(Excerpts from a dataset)
=======

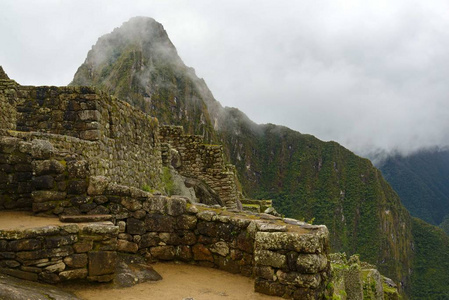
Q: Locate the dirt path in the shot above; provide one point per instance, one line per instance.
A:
(180, 281)
(24, 219)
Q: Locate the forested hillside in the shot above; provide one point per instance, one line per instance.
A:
(307, 178)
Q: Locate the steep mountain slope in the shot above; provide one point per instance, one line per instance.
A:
(306, 177)
(421, 180)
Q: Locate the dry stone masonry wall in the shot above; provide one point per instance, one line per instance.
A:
(117, 140)
(57, 253)
(201, 161)
(75, 151)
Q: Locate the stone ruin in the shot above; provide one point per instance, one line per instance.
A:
(79, 154)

=======

TASK
Restate the entries verbatim and exclude any pictures.

ANSWER TO THIS TASK
Q: Locate the dirt path in the shot above; provide one point per instance, one line per instance.
A:
(180, 281)
(24, 219)
Q: Locate the forested hillside in the shot above; provide one point per instance, one line per instance.
A:
(307, 178)
Q: Locate the steep mountain slope in the shot above; provide one point per instance, one line per instance.
A:
(306, 177)
(421, 180)
Q: Locate the dry stone masonry wall in the shot above; provide one point per instance, one line per instance.
A:
(117, 140)
(57, 253)
(201, 161)
(75, 151)
Q: Locate the stone ruin in the shot above; provide one point per instance, one line per instance.
A:
(79, 154)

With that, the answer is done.